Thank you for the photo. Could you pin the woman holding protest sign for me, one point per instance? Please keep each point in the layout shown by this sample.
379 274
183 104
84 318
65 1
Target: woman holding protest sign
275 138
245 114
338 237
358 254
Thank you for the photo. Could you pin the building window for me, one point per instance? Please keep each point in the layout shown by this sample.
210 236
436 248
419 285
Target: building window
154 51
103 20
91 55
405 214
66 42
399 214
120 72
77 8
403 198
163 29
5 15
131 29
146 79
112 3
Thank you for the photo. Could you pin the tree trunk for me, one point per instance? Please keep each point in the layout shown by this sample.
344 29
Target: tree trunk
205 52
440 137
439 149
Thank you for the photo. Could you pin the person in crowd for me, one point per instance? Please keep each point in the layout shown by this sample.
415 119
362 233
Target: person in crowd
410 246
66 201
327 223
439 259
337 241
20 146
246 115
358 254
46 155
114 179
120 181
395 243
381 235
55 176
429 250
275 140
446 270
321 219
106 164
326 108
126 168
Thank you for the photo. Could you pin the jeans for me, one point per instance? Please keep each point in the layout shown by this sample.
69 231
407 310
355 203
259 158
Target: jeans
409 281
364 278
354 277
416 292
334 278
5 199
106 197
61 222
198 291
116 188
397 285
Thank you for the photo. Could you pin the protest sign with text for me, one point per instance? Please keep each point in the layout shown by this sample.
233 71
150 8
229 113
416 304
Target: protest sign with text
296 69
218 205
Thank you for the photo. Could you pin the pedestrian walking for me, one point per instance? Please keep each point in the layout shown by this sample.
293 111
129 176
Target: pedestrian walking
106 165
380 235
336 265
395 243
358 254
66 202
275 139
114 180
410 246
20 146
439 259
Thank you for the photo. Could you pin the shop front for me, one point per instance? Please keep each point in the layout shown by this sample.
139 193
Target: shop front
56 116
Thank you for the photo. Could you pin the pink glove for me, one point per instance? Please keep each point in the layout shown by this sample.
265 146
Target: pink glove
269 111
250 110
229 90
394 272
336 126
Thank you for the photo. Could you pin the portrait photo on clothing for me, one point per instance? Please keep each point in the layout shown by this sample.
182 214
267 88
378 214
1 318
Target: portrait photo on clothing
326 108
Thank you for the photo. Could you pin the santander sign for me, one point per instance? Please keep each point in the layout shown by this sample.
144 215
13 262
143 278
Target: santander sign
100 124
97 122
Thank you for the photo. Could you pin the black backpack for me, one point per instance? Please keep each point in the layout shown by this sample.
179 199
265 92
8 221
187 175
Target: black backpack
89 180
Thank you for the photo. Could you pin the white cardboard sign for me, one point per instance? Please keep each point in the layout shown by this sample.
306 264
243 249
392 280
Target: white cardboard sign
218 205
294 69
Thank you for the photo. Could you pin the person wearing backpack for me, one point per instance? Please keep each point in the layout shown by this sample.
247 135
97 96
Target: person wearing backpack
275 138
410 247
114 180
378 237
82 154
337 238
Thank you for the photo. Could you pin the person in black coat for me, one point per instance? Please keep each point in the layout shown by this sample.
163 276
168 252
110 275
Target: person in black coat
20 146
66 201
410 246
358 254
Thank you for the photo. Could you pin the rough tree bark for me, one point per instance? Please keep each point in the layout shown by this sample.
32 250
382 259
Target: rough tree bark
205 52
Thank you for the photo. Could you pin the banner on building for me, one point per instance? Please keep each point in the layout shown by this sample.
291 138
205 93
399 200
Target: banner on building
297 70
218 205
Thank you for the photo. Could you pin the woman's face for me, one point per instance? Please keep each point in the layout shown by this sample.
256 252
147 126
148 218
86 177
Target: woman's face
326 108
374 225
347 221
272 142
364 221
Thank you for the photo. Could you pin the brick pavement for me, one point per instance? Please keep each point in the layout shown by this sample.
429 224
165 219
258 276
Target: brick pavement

**Aim of the exercise**
Provide an exact reproduction of all the entries shown above.

**Final result**
Thank you for the photo. Could you pin the woman holding protest sign for me, one point per instance? Please keep each point in the layout shown by this sample.
379 274
183 104
84 318
65 1
Target: woman holding protest sign
275 138
245 114
338 237
358 254
Thank you for the photo. Could you pin the building window for me, one point per instance? Please keep each point in the layout shown by this sample.
210 236
436 248
419 285
Target: building window
154 51
103 20
91 55
405 214
66 42
399 214
120 72
77 8
403 198
163 29
5 15
131 29
146 79
112 3
Thank you for the photo. Could you pin the tree trunk for me, one point per instance? Please keep each point in the layout shown by this sample.
344 29
Target: tree trunk
205 52
440 137
439 149
Thank you for the photo. Could you pin the person in crowd for me, one point per instance? Please keep each point in the layout shown by this sample.
415 119
362 233
Target: person in crowd
410 246
66 201
327 223
439 259
337 241
20 146
246 115
358 254
46 155
114 179
120 181
395 243
381 235
55 176
429 250
275 140
446 270
321 219
106 164
326 108
126 168
Thank you for the photo. Could you pin the jeans for me, one point per instance? Please keep each point in the layout shown by this sample.
69 231
407 310
355 203
259 158
Target: jeans
409 281
364 278
354 277
416 292
334 278
5 199
106 197
61 222
198 291
116 188
397 285
Thank you for the photo. Could you pin the protest sign with text for me, one point per instance? Please keep each point in the layout shown by this sample.
233 71
150 8
229 113
416 304
Target: protest sign with text
296 69
218 205
Thank you for the photo. Could you pin the pedestrian walking for me, one point per instance? Please keep each point in the layout shown by this sample.
293 111
129 176
Target: pedestrian walking
106 165
380 235
336 265
395 243
358 254
66 202
275 139
114 180
410 246
20 146
439 259
Thank you for the photo. Could you pin the shop front for me, one point per instance? Please keep each point in the layout shown by this sample.
139 193
Target: shop front
56 116
Thank you for the photo. Could you pin the pink glove for me, one point per instance? Please keep each point in the layout shown by this sample.
265 146
Target: pink glove
269 111
250 110
229 90
394 272
336 126
Thank you for the photo. Could you pin the portrait photo on clothing for me, one point per instance? Please keep each point in the layout shown by this sample.
182 214
267 88
378 214
1 318
Target: portrait photo on clothing
326 108
Thank you for the photo. Could you pin the santander sign for me, one point per instance? Please keep each point in the layout shown by this sample.
144 215
13 262
143 278
Target: santander sign
100 124
97 122
Thank you for the photo. Could you pin the black backpack for me, one point per instance? Please keep each point in the layout shown by this sample.
179 199
265 92
8 221
187 175
Target: black backpack
89 180
Thank you for the photo. Could you pin the white cardboard sign for me, one point per instance? Please keep each point in the layout shown by this sample.
306 264
243 249
392 280
Target: white cardboard sign
218 205
294 69
Thank you for the photo. Could you pin the person wearing backpack for me, one point per instance? Please keep each point in the layout shown by this sample.
247 135
97 96
Target: person wearing backpack
275 138
410 247
114 180
378 237
82 154
337 238
Thank you for the photo. Could you pin the person in black coat for me, one point per instance? Please keep each point in the layout shown by this sample.
163 276
168 252
110 275
Target: person in black coat
20 146
66 201
410 246
358 254
Thank you for the photo. Could you pin the rough tree bark for me, one point per instance? Please keep each point in the layout shown by this sample.
32 250
382 259
Target: rough tree bark
205 52
Thank you for the photo. Could you pin the banner on building for me, one point per instance? Please keep each point in the layout shown by this sample.
291 138
205 93
399 200
Target: banner on building
297 70
218 205
Thank you for the photo. Could you pin the woman's face for me, one point per instance? Please keep each point in the layout shown by this sample.
256 252
147 126
148 218
86 177
Target: woman's face
326 108
374 225
347 221
272 142
364 221
Thank you for the photo. Could you pin the brick pavement for me, one point per instance? Please keep each point in the layout shown by this sample.
429 224
165 219
258 276
Target: brick pavement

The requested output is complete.